GIVEN TEXT
================================
Al Vandenberg (1932–2012) was an American photographer notable for his street portraiture and collaboration on the album cover of Sgt Pepper's Lonely Hearts Club Band by The Beatles.

Early life

Vandenberg was born to Dutch parents in Boston, USA in 1932. Joining the US military and serving in the Korean War, Vandenberg later attended art school in Boston then studied photography in New York City with Alexey Brodovitch, Richard Avedon and Bruce Davidson. Taking images of poverty, urban deprivation and ethnic minorities on the streets of New York – themes already explored by Diane Arbus and Garry Winogrand – Vandenberg's photographs were subsequently exhibited at the Smithsonian Institution for President Lyndon B. Johnson's War on Poverty.

Photographic career
Vandenberg worked as an art director for ad agency Doyle, Dane and Bernbach in New York. He was already a keen photographer before moving to London and had a photograph in the Museum of Modern Art. He moved to London in 1964 to pursue a career in photography- editorial, fashion, advertising and music. Vandenberg collaborated on the album cover of Sgt Pepper's Lonely Hearts Club Band. Disillusioned with his commercial practice, Vandenberg eventually abandoned his business work altogether to concentrate on his personal street portraits.

From the 1970s onwards, Vandenberg's own photographs—as opposed to his commercial work—were made on the streets, although the emphasis of the pictures had now changed.
Where earlier he had studied depression and poverty, producing images of alienation, he now photographed people looking directly into the camera and enjoying themselves; people who attracted him and with whom he could establish a rapport. His subjects were now relaxed and responsive, sharing with him in the making of the picture. His series of high street photographs embraced the people of Singapore, Tokyo, Hollywood, New York, Hong Kong, Beijing, Laos and London, and totalled thousands of images.

In 1980 Vandenberg co-founded the "Hereford Photography Festival". This was the longest running annual photography competition in the UK until its closure in 2012.

In 2016 Stanley Barker published Vandenberg’s first monograph ‘On a Good Day: Al Vandenberg’. "Vandenberg sees all this with a sincere and perceptive eye and a sensitive understanding of character, regardless of social standing and cultural background…" explains Senior Curator of the V&A, Martin Barnes, in his afterword.
================================
MATERIAL PROVIDED
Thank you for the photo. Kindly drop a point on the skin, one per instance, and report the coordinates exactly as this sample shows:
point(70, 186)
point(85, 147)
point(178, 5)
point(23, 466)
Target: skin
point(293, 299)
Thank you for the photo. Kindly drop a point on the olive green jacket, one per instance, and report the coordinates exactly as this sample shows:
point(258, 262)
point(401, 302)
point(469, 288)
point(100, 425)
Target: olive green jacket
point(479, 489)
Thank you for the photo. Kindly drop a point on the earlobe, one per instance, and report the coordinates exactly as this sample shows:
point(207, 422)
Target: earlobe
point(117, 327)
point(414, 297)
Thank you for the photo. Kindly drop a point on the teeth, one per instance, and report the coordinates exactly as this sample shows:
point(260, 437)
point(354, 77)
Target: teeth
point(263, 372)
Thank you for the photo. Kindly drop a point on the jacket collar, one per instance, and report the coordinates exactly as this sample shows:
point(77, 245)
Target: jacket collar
================================
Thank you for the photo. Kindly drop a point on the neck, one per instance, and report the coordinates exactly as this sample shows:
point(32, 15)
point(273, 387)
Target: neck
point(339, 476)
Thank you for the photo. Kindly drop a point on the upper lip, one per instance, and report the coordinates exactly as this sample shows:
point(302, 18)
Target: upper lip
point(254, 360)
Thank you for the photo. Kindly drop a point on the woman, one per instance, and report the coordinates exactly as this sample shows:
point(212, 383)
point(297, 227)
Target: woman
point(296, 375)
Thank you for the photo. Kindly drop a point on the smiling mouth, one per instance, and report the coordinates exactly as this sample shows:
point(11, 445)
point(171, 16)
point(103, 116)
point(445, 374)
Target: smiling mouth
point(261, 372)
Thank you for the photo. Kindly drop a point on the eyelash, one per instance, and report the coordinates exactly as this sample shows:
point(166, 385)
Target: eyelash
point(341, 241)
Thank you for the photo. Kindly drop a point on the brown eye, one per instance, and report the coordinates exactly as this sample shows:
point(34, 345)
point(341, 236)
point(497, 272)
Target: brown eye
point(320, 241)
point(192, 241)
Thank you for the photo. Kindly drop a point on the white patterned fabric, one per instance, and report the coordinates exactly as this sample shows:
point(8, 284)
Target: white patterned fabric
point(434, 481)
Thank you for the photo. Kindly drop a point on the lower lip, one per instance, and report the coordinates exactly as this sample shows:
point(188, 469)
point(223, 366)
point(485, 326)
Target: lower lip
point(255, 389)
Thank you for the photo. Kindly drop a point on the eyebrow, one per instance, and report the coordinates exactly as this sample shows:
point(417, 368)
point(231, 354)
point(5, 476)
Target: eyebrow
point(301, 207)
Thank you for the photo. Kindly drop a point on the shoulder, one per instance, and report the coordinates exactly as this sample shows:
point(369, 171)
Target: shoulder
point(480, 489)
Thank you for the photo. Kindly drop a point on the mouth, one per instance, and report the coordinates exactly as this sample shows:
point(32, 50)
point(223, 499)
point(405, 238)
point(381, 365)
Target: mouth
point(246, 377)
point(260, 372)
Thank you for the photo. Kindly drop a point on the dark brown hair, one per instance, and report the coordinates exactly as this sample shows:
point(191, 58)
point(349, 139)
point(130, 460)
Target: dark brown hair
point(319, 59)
================================
TO-DO LIST
1. Duplicate the part of the Al Vandenberg text that begins at the words "Photographic career" and stops after "personal street portraits.".
2. Render this sentence from the Al Vandenberg text in French: "Vandenberg worked as an art director for ad agency Doyle, Dane and Bernbach in New York."
This data comes from a source separate from the text.

RESULTS FOR THE EXERCISE
1.
Photographic career
Vandenberg worked as an art director for ad agency Doyle, Dane and Bernbach in New York. He was already a keen photographer before moving to London and had a photograph in the Museum of Modern Art. He moved to London in 1964 to pursue a career in photography- editorial, fashion, advertising and music. Vandenberg collaborated on the album cover of Sgt Pepper's Lonely Hearts Club Band. Disillusioned with his commercial practice, Vandenberg eventually abandoned his business work altogether to concentrate on his personal street portraits.

2. Vandenberg a travaillé comme directeur artistique pour l'agence de publicité Doyle, Dane and Bernbach à New York.